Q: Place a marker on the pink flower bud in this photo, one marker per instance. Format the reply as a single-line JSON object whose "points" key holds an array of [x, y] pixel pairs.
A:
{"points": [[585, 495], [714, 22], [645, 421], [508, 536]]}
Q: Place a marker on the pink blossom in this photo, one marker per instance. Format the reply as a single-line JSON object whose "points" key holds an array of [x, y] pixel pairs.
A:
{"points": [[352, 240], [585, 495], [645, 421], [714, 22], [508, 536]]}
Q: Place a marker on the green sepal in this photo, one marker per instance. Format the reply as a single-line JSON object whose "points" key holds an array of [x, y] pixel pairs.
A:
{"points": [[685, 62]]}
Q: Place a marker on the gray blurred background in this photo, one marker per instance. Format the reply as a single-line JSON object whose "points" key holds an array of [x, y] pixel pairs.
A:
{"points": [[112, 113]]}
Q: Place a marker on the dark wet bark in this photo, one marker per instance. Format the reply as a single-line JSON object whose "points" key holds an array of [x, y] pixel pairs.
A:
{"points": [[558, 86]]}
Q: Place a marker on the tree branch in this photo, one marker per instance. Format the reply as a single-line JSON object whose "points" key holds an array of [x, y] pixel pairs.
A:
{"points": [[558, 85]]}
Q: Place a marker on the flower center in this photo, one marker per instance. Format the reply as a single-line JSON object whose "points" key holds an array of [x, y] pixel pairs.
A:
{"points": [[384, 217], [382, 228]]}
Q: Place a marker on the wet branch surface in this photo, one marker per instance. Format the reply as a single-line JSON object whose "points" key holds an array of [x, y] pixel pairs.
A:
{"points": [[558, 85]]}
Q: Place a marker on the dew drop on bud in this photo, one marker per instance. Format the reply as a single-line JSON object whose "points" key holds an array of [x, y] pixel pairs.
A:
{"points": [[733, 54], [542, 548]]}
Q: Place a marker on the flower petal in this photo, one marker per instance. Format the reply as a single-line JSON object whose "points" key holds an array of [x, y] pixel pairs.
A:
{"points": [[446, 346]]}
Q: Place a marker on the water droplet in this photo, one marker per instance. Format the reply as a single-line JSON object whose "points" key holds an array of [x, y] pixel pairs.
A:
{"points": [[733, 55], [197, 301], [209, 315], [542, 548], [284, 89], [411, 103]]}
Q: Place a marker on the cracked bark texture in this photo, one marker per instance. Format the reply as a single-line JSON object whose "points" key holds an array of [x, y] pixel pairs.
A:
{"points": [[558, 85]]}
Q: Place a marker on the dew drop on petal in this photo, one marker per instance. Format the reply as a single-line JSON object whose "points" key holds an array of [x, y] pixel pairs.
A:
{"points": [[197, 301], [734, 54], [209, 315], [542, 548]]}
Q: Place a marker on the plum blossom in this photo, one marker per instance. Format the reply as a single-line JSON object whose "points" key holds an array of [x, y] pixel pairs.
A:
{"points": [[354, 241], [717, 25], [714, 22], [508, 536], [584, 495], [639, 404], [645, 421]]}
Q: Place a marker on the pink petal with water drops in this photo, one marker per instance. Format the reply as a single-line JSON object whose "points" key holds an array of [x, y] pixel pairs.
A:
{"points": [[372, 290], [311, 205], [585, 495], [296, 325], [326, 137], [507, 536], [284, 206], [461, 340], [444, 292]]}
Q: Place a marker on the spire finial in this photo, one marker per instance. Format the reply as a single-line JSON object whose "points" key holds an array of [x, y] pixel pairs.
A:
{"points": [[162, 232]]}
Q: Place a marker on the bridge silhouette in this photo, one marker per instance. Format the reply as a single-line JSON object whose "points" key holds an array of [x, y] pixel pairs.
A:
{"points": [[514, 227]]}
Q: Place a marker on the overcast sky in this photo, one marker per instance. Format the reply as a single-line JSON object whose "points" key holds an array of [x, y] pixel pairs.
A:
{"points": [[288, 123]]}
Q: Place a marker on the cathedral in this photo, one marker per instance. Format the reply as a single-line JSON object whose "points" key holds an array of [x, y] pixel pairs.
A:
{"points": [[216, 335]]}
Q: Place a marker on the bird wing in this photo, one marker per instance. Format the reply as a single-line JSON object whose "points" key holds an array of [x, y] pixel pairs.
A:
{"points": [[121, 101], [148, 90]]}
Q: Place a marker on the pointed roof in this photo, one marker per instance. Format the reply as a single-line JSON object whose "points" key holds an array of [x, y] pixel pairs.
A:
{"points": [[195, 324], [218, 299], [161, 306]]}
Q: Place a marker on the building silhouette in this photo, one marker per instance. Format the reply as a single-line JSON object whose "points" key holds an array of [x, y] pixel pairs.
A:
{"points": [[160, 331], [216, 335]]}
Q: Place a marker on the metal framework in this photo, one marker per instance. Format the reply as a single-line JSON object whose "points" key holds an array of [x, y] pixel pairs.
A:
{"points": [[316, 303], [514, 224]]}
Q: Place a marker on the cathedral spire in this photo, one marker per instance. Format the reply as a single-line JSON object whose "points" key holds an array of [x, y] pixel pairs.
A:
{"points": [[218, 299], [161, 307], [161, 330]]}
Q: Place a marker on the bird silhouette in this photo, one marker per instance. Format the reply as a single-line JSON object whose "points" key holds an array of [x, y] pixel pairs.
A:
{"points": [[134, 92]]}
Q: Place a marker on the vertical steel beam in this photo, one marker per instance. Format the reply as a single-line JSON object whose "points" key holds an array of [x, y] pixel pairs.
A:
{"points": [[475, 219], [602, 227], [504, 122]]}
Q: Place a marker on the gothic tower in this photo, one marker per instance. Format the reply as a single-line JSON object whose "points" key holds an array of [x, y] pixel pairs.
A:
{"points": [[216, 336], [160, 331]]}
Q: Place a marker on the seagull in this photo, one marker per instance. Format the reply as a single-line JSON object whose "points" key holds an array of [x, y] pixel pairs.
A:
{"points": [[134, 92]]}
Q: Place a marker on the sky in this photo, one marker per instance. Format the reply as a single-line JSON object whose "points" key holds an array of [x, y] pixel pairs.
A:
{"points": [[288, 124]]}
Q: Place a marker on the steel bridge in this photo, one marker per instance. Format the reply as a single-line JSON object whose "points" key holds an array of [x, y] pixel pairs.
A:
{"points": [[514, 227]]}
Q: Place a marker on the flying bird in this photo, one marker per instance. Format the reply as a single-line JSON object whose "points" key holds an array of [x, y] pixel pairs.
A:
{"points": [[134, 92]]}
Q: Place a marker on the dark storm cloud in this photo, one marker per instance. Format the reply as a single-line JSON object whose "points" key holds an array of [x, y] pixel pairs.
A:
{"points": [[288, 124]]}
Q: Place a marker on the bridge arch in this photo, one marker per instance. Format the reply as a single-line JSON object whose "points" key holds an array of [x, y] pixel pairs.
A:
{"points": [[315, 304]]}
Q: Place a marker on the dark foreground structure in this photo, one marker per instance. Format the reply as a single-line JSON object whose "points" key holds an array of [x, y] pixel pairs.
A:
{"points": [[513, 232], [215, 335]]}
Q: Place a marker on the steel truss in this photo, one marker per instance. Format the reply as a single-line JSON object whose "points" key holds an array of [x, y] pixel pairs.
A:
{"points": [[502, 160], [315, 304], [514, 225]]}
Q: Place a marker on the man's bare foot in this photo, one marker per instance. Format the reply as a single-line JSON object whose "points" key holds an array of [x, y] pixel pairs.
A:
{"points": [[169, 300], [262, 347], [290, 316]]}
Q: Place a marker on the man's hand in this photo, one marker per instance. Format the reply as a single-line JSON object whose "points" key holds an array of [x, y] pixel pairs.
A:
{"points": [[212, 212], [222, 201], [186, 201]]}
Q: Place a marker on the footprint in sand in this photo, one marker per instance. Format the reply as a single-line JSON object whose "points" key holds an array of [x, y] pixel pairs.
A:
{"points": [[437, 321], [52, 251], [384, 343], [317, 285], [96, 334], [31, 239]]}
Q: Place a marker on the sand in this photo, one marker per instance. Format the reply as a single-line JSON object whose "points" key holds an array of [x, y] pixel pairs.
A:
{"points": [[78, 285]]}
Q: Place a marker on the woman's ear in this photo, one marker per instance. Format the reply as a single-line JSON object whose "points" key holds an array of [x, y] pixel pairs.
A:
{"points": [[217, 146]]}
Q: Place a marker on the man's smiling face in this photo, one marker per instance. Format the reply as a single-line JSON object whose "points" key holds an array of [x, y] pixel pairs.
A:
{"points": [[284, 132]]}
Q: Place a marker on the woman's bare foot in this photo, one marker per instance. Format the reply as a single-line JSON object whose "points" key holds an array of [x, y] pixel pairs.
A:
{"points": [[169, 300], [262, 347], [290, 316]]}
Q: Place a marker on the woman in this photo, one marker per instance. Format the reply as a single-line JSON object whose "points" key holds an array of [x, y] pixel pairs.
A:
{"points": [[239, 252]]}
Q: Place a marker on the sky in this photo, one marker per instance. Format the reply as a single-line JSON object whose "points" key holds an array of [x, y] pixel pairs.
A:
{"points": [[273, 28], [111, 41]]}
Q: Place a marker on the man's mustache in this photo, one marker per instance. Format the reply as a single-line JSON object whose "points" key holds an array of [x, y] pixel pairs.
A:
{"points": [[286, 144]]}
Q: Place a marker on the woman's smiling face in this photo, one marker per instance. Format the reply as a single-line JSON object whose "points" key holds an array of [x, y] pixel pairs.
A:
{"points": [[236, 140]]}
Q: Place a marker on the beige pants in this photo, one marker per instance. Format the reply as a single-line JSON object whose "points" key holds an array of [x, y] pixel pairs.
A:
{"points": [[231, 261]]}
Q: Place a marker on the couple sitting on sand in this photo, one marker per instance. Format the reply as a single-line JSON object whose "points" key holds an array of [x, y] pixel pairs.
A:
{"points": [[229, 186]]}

_ _ _

## What to do
Return the lines beginning at the one that contains "Q: Place a marker on the woman's ear" and continuing through the last line of the data, exactly as they stand and without any others.

## Task output
Q: Place a marker on the woman's ear in this photo, one marker per instance. Format the reply as a single-line JSON object whose "points" key holds an array of [x, y] pixel pairs.
A:
{"points": [[217, 146]]}
Q: Place a marker on the man's smiling face in this photo, one marker per instance. Format the reply as a single-line JSON object whose "points" key holds an array of [x, y] pixel pairs.
A:
{"points": [[284, 132]]}
Q: Place a marker on the woman's bare foot in this photo, one marker per instance. Format the reply as a single-line JSON object whose "points" key holds an array of [x, y] pixel pairs.
A:
{"points": [[169, 300], [262, 347], [290, 316]]}
Q: Place a marker on the woman in this photo, one marker per instance. Format the reply as a single-line JSON object whose "points" key holds an array of [x, y] pixel pairs.
A:
{"points": [[239, 252]]}
Q: Place a marker on the sky in this photo, one marker per instance. Format the reply as a single-line JSON object whose "points" key holds an array of [x, y] pixel pairs.
A:
{"points": [[273, 28], [111, 41]]}
Q: Place a marker on the man's mustache in this photo, one marker per instance. Format the reply as a single-line JSON object whose "points" key holds an array of [x, y] pixel pairs.
A:
{"points": [[286, 144]]}
Q: Place a marker on the woman's smiling face in this photo, one marker per instance. Format the reply as a single-line JSON object whose "points" key holds an array of [x, y] pixel pairs.
A:
{"points": [[236, 140]]}
Q: Place a marker on the beige pants in this photo, one marker per instance. Format the reply as a single-line JSON object whose "points" key holds an array of [x, y] pixel pairs.
A:
{"points": [[231, 261]]}
Q: Place a marker on the couple sitting on sand in this photo, one marker per instance. Format the reply as a single-line JSON object whose "points" key holds an array of [x, y] pixel pairs.
A:
{"points": [[229, 186]]}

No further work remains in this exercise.